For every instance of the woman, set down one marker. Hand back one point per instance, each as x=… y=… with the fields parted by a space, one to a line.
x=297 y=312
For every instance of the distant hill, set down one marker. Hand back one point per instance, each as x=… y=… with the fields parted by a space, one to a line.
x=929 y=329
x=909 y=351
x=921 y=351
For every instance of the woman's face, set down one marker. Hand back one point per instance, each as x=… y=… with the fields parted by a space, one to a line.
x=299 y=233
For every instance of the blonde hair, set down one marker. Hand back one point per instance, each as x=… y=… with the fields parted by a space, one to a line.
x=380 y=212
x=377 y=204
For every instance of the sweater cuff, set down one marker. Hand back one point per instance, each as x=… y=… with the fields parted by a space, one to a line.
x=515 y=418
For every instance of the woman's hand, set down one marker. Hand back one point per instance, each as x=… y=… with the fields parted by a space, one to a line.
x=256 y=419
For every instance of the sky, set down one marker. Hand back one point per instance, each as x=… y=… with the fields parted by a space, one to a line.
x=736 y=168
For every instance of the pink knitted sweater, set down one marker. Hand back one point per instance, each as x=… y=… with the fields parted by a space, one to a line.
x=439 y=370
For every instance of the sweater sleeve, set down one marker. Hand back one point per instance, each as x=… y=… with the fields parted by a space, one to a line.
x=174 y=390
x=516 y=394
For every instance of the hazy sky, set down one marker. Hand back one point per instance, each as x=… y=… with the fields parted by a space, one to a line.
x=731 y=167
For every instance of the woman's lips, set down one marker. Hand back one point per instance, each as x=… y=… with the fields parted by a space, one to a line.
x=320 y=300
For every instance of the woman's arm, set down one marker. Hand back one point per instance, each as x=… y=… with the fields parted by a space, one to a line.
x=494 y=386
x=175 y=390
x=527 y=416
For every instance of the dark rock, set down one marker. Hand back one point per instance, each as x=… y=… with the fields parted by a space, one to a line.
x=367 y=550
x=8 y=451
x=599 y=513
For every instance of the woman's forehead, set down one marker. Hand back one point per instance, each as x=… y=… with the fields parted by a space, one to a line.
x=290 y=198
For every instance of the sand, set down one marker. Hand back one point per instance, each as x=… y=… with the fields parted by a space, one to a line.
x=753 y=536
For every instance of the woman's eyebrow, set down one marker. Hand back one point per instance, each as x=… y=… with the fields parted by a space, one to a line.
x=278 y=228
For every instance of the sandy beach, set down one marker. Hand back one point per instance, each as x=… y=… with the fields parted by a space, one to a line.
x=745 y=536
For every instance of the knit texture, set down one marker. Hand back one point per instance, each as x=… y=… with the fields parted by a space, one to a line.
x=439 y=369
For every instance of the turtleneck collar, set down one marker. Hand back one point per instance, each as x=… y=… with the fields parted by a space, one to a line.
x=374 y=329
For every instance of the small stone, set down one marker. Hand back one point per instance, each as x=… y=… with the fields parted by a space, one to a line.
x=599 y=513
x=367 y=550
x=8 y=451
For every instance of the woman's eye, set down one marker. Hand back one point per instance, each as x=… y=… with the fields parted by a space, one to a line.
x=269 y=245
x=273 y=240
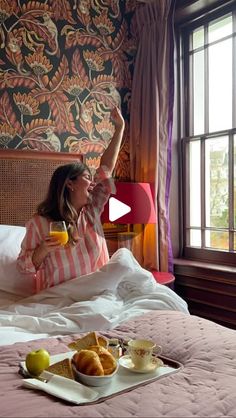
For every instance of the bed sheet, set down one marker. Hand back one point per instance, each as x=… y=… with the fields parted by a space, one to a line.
x=205 y=387
x=120 y=290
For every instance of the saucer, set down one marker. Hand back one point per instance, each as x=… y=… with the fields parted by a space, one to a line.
x=127 y=363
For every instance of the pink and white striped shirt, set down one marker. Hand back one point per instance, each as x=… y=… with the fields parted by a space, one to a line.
x=86 y=256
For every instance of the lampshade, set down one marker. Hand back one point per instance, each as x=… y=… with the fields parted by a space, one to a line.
x=139 y=197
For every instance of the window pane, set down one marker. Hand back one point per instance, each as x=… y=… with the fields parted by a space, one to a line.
x=198 y=93
x=195 y=238
x=216 y=183
x=220 y=28
x=217 y=240
x=198 y=38
x=220 y=86
x=194 y=189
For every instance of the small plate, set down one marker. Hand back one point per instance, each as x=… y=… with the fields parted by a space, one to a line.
x=127 y=363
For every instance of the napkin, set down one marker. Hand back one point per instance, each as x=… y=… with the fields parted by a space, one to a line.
x=63 y=388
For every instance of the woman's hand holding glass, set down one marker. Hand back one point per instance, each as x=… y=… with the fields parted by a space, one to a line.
x=58 y=230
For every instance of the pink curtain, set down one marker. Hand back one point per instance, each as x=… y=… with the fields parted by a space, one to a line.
x=151 y=120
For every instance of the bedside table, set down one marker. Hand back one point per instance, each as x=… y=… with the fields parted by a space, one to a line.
x=164 y=278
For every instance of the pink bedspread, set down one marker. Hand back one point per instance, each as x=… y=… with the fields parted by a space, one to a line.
x=205 y=387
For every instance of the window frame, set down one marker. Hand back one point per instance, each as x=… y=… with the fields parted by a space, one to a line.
x=184 y=129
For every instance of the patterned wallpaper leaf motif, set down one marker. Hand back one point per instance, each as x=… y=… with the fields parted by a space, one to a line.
x=64 y=65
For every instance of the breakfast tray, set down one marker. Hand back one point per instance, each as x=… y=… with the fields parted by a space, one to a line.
x=77 y=393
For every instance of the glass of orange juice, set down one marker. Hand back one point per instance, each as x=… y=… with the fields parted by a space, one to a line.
x=59 y=231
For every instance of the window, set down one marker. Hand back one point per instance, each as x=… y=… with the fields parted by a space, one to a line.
x=207 y=69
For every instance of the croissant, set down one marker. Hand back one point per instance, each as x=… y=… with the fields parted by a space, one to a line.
x=88 y=362
x=106 y=358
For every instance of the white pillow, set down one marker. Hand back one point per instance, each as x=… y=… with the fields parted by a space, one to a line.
x=11 y=280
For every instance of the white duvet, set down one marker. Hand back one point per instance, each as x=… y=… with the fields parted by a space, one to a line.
x=98 y=301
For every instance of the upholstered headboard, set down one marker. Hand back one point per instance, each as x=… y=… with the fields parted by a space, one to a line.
x=24 y=179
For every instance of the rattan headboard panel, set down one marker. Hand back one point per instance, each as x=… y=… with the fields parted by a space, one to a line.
x=24 y=183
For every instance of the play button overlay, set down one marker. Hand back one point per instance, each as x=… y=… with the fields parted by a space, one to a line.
x=117 y=209
x=131 y=204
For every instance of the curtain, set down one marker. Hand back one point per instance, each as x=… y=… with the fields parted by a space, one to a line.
x=151 y=119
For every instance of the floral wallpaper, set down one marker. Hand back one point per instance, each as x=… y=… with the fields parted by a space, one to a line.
x=64 y=64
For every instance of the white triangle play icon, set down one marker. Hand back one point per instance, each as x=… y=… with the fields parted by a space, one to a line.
x=117 y=209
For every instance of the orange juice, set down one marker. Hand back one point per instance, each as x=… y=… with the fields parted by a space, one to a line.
x=61 y=236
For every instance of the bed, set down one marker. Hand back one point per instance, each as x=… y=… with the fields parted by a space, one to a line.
x=120 y=300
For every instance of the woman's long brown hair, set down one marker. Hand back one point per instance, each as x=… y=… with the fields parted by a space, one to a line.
x=57 y=206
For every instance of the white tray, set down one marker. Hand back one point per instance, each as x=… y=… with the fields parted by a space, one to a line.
x=78 y=393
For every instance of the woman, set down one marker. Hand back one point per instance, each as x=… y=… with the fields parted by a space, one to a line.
x=78 y=200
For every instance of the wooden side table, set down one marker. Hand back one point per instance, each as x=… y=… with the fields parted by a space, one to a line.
x=164 y=278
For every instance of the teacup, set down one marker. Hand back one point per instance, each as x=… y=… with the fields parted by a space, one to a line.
x=141 y=352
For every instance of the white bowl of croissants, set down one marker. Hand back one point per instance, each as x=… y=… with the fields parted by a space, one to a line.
x=94 y=365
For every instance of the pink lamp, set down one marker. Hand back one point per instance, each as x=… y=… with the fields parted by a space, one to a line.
x=139 y=197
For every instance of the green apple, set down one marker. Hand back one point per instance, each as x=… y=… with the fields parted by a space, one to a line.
x=37 y=361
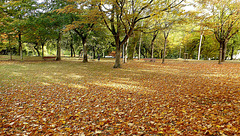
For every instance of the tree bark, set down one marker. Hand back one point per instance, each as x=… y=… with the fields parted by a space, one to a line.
x=42 y=50
x=224 y=50
x=220 y=53
x=118 y=50
x=59 y=47
x=94 y=53
x=199 y=49
x=152 y=43
x=85 y=59
x=164 y=50
x=232 y=52
x=20 y=46
x=36 y=48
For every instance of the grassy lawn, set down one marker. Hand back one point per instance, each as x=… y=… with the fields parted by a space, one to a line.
x=141 y=98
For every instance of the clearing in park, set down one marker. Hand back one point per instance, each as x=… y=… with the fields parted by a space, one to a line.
x=141 y=98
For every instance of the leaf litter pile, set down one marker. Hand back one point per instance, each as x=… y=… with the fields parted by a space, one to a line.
x=141 y=98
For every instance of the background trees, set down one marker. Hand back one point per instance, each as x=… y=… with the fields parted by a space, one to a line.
x=99 y=27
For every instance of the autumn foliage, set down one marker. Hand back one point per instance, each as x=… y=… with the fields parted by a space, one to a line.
x=141 y=98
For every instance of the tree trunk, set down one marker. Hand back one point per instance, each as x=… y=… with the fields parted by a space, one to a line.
x=224 y=50
x=85 y=59
x=59 y=47
x=20 y=46
x=36 y=48
x=220 y=53
x=199 y=49
x=232 y=52
x=42 y=50
x=118 y=50
x=72 y=49
x=164 y=50
x=152 y=44
x=94 y=53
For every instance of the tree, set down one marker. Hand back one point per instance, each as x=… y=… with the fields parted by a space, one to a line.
x=83 y=18
x=19 y=11
x=121 y=17
x=223 y=18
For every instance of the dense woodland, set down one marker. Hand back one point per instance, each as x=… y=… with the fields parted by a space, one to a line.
x=197 y=29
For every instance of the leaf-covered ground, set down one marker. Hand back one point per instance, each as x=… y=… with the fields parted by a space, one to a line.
x=141 y=98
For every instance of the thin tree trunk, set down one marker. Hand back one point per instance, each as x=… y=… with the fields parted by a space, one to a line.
x=224 y=50
x=20 y=46
x=164 y=50
x=85 y=59
x=152 y=44
x=36 y=48
x=125 y=52
x=118 y=50
x=220 y=53
x=199 y=49
x=94 y=53
x=59 y=47
x=232 y=52
x=42 y=50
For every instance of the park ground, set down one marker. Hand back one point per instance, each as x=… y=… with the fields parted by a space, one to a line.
x=140 y=98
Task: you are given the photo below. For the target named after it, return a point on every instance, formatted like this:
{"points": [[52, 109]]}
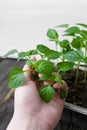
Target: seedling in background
{"points": [[70, 53]]}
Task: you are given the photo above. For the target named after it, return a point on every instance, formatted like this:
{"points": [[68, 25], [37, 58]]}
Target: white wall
{"points": [[23, 23]]}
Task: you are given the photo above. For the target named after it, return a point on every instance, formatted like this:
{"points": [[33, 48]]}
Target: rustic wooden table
{"points": [[6, 108]]}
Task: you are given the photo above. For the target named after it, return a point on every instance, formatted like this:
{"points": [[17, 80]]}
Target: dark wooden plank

§ §

> Prompt
The expected output is a verbatim retyping of each line from the one with "Target: rustic wooden table" to the end of the listing above, with both end lines kept and nothing added.

> Result for this exercise
Target: rustic wooden table
{"points": [[6, 108]]}
Task: you are given the photo above. For the target named after it, return a point on every instance, formatted like this:
{"points": [[17, 80]]}
Target: dark wooden plank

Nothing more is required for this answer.